If a line below holds the word "tower", count it; then say how many such lines there are and nothing else.

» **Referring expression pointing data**
/---

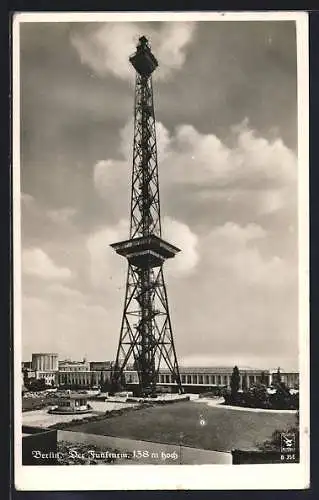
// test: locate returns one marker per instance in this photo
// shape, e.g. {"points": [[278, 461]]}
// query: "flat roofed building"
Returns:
{"points": [[76, 366], [45, 361]]}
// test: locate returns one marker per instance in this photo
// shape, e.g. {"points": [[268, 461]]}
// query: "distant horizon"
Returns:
{"points": [[181, 365]]}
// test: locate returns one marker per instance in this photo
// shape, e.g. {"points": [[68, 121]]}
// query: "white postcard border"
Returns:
{"points": [[174, 477]]}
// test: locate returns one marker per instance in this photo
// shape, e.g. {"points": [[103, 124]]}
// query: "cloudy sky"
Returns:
{"points": [[225, 98]]}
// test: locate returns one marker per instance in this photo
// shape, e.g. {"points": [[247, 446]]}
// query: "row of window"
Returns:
{"points": [[207, 379]]}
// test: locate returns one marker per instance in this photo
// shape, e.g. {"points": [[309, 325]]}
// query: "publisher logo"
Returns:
{"points": [[287, 442]]}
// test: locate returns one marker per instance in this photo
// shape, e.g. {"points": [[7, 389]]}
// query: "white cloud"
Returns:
{"points": [[62, 215], [235, 251], [180, 235], [106, 49], [253, 172], [36, 262], [105, 264]]}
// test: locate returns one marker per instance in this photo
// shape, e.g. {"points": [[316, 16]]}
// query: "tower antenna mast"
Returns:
{"points": [[146, 338]]}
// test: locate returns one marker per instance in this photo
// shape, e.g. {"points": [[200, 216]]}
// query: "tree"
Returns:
{"points": [[235, 383], [263, 378]]}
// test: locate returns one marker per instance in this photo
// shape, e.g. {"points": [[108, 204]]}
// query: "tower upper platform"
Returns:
{"points": [[146, 251], [143, 60]]}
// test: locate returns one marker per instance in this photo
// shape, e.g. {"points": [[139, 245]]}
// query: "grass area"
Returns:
{"points": [[224, 430]]}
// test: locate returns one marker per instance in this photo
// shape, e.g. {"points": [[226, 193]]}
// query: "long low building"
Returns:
{"points": [[84, 374], [203, 378]]}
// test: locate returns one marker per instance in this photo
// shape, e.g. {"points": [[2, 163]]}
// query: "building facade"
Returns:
{"points": [[74, 366], [45, 361], [84, 374]]}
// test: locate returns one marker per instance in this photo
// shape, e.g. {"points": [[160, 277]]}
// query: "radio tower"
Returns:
{"points": [[146, 338]]}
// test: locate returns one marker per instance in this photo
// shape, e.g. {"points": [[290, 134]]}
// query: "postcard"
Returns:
{"points": [[160, 183]]}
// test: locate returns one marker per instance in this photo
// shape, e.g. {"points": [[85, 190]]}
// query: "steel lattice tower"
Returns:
{"points": [[146, 338]]}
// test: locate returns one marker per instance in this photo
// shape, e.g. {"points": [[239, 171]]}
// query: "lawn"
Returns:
{"points": [[224, 429]]}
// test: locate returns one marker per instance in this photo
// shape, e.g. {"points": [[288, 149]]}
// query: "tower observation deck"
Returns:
{"points": [[146, 339]]}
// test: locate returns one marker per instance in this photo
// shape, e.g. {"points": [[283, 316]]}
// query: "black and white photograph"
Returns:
{"points": [[160, 204]]}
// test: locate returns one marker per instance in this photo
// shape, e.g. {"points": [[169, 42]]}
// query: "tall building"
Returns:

\---

» **Output**
5